STATED GOAL 1> State how many lines in the rows below contain the word "metal", and give that number alone.

EXTRACT PROVIDED>

Alan Edmund William Edwards AM MBE (17 January 1925 – 14 January 2003) was a British actor and founding Artistic Director of the Queensland Theatre Company in Brisbane, Queensland, Australia.

He was considered a major contributor to the artistic life of Queensland and was appointed MBE (Member of the Order of the British Empire) and Member of the Order of Australia for his services to theatre. He was also made an honorary Doctor of Letters by the University of Southern Queensland.

Edwards won a scholarship to the Royal Academy of Dramatic Art. He also obtained the same for the Old Vic School. After completing his training, he worked in various repertory theatres in England and Scotland before joining the Birmingham Repertory Theatre. From 1956, he worked mainly in London in film, theatre and radio. He also directed many plays, especially when Artistic Director of the Queensland Theatre Company.

Career
In 1960, he appeared in the British film, The Unstoppable Man, as the Station Constable.
He began his teaching career at the Royal Academy of Dramatic Art. He also taught at the Central School of Speech and Drama, Rose Bruford College and Toynbee Hall. In 1964 he was brought to Australia to teach at the National Institute of Dramatic Art, Sydney. During this time Edwards also managed to act with The Old Tote Theatre Company, The Theatre Royal, Hobart and played many roles on television for the ABC and commercial networks.

Edwards founded and built up the first state theatre company in Queensland in 1969 and in the process helping to establish the career of future star Geoffrey Rush as well as Bille Brown, Carol Burns and many others. He was so highly esteemed that celebrity actors such as Diane Cilento came back to Brisbane to work with him. In 1988 Alan Edwards was succeeded in the post of Artistic Director by Aubrey Mellor.

Excerpts of bounding box data>
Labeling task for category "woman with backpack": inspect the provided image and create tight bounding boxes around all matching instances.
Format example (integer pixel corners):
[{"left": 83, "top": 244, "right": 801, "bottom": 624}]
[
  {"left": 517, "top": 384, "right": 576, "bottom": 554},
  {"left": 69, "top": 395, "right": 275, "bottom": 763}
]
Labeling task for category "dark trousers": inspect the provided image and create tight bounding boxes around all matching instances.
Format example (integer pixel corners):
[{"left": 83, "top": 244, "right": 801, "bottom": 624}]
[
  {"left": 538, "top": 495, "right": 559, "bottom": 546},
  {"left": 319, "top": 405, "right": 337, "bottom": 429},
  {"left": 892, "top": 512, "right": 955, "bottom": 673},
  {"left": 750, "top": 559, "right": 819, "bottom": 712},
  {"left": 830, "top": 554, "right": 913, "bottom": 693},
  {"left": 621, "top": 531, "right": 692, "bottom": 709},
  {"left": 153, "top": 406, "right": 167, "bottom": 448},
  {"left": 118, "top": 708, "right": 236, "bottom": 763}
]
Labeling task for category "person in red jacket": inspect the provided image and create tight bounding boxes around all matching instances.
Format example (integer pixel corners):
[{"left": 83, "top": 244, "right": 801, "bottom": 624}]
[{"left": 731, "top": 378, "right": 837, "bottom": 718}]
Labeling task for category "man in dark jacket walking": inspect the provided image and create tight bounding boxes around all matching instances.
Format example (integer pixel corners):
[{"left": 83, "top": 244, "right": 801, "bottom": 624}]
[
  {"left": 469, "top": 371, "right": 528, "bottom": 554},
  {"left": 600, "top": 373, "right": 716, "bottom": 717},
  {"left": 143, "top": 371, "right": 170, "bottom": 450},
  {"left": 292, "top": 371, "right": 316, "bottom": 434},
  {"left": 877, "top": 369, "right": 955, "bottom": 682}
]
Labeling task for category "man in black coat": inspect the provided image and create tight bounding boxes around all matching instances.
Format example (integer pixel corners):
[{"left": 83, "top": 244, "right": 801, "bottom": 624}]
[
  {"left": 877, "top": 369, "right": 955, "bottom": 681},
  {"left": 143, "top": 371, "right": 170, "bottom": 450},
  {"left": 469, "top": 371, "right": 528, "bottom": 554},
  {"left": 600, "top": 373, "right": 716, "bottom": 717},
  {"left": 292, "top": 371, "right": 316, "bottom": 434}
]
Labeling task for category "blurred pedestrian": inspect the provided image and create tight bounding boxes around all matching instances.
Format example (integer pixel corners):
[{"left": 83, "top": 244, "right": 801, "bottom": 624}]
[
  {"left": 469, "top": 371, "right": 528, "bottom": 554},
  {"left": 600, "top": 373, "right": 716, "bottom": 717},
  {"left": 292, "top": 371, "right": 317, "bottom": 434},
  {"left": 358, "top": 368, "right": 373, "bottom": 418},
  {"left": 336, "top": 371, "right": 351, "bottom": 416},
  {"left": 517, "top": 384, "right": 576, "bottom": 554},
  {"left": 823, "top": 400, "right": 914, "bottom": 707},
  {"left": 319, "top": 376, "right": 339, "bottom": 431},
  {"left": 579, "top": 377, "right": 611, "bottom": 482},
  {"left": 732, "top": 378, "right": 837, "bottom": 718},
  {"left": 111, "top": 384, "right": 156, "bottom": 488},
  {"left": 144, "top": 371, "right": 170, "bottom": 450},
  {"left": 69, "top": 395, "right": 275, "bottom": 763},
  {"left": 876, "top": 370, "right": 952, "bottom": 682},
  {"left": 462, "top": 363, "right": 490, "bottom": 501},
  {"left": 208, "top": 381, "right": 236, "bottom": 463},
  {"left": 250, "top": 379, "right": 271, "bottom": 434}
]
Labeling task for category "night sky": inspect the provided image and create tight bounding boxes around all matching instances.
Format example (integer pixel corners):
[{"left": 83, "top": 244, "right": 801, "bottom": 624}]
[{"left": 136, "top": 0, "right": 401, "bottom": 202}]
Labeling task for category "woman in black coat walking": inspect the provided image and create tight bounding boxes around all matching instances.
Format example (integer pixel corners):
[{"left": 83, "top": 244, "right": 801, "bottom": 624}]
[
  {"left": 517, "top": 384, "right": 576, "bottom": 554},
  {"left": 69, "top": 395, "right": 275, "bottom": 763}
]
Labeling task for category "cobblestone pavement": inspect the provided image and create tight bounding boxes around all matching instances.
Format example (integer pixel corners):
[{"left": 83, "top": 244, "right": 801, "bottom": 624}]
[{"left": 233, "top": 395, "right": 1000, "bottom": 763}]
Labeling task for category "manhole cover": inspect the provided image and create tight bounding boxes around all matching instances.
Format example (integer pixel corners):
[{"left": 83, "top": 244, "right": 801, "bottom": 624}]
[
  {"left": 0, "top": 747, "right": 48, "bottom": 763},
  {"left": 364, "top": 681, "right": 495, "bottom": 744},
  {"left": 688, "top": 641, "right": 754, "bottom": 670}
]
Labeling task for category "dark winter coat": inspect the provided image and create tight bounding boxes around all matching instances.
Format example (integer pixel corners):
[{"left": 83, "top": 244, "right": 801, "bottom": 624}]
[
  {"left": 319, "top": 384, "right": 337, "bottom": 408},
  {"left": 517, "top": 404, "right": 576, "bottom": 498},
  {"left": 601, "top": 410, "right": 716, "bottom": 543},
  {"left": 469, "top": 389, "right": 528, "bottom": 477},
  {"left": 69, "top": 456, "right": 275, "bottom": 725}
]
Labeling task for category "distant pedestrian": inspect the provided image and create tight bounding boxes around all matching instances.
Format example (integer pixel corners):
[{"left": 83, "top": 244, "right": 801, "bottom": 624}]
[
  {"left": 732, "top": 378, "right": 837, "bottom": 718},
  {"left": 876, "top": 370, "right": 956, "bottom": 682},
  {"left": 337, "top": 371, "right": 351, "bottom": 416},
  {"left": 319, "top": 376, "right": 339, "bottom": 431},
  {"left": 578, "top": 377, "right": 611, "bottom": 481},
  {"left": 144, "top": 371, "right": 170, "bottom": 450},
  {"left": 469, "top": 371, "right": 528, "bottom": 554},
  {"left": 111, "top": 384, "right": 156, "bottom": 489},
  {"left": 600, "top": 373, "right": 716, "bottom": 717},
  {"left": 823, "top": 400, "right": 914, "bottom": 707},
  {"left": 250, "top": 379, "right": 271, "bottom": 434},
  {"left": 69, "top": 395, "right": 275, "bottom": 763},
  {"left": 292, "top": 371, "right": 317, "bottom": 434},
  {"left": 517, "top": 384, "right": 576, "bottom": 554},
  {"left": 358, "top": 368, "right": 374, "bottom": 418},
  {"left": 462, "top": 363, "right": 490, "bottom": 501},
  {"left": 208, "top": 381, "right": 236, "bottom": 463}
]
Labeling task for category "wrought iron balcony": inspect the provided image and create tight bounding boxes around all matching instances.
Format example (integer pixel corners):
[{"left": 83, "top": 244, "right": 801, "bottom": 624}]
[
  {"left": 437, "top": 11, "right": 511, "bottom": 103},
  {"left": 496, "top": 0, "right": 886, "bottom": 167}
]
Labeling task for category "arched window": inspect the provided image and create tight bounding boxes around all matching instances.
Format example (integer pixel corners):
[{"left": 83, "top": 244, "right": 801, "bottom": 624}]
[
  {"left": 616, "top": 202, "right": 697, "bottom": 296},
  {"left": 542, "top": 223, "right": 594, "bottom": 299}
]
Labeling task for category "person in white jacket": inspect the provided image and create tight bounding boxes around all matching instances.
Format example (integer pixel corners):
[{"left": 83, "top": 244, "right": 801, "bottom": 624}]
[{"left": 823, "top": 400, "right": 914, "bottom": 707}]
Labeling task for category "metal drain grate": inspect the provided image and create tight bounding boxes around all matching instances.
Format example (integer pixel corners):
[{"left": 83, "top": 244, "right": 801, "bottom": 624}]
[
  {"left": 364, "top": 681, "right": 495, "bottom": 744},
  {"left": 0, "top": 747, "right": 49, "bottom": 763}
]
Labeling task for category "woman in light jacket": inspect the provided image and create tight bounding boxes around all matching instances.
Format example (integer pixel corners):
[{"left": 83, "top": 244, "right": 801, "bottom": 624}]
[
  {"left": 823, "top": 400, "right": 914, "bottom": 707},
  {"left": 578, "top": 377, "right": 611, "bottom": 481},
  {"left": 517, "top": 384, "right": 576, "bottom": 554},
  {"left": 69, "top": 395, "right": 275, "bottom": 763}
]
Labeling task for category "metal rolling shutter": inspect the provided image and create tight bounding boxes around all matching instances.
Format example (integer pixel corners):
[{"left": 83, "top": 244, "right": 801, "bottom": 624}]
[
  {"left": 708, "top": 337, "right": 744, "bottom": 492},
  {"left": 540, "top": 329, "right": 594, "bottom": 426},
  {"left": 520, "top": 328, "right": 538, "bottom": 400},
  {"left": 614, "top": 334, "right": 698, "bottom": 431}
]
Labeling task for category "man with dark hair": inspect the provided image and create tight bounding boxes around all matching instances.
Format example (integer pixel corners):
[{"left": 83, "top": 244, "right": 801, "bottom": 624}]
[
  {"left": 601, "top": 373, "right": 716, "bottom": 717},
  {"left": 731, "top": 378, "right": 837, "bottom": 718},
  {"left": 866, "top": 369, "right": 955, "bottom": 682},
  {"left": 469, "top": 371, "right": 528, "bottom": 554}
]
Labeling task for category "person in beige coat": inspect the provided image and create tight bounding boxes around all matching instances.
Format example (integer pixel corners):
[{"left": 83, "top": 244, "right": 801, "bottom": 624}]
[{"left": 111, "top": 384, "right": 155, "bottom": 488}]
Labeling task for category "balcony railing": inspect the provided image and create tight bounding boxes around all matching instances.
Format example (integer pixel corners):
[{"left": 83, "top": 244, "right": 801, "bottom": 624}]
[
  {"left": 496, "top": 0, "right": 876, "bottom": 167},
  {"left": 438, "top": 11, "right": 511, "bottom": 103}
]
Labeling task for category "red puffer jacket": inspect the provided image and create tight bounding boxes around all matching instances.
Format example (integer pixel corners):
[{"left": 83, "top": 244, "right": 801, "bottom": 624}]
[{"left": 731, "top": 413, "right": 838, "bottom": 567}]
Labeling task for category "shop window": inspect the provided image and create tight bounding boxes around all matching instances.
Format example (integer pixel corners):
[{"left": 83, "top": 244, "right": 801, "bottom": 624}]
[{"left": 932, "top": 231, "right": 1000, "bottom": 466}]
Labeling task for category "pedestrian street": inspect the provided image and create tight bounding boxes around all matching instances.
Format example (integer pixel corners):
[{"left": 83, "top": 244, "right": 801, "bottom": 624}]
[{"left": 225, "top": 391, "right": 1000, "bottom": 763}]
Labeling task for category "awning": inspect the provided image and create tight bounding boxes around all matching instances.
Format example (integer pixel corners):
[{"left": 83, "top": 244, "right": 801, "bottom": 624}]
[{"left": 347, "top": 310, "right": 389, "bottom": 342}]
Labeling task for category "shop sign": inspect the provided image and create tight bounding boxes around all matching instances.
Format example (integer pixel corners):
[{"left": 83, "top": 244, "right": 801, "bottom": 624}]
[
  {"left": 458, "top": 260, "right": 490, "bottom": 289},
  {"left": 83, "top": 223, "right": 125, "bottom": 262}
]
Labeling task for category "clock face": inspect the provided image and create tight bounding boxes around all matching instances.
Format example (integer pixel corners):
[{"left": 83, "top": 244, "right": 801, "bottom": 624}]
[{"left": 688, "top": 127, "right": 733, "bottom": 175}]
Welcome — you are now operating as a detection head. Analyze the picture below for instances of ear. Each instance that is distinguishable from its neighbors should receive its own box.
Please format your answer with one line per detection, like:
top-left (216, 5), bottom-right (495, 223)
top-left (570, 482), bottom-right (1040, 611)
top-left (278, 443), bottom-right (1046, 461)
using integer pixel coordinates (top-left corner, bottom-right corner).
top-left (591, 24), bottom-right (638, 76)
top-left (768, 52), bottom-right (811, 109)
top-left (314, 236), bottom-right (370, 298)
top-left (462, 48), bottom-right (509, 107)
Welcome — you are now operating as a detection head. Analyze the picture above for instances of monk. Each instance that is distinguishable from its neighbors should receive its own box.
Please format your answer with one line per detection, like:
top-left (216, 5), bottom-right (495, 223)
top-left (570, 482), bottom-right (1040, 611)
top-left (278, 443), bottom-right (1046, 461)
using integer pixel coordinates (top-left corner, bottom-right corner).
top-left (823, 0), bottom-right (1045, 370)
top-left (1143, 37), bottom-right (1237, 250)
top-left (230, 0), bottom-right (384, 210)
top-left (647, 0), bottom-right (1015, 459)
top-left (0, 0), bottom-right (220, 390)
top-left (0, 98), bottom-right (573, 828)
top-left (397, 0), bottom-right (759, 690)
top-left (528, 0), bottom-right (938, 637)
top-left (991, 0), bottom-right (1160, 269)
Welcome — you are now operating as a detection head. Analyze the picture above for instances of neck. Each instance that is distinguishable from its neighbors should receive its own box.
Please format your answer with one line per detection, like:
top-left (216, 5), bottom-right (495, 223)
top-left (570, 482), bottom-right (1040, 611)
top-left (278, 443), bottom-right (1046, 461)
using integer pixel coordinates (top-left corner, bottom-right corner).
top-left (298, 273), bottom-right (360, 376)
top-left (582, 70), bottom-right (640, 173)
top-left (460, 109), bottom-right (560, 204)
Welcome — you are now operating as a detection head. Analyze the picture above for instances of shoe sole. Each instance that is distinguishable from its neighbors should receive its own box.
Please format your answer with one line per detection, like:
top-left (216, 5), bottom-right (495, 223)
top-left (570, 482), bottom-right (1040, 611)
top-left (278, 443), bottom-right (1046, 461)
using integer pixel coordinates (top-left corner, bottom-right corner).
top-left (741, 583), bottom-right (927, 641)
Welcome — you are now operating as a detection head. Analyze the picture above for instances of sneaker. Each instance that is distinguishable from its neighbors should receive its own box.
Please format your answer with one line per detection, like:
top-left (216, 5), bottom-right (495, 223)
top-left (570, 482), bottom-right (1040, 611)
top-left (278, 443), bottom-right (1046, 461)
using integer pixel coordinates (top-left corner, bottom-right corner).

STATED GOAL 2> Change "Artistic Director" to "Creative Director" in the Alan Edwards biography above. Write out the part that begins at the words "Alan Edmund William" and stops after "of Southern Queensland.".

CORRECT OUTPUT 1> 2

CORRECT OUTPUT 2>
Alan Edmund William Edwards AM MBE (17 January 1925 – 14 January 2003) was a British actor and founding Creative Director of the Queensland Theatre Company in Brisbane, Queensland, Australia.

He was considered a major contributor to the artistic life of Queensland and was appointed MBE (Member of the Order of the British Empire) and Member of the Order of Australia for his services to theatre. He was also made an honorary Doctor of Letters by the University of Southern Queensland.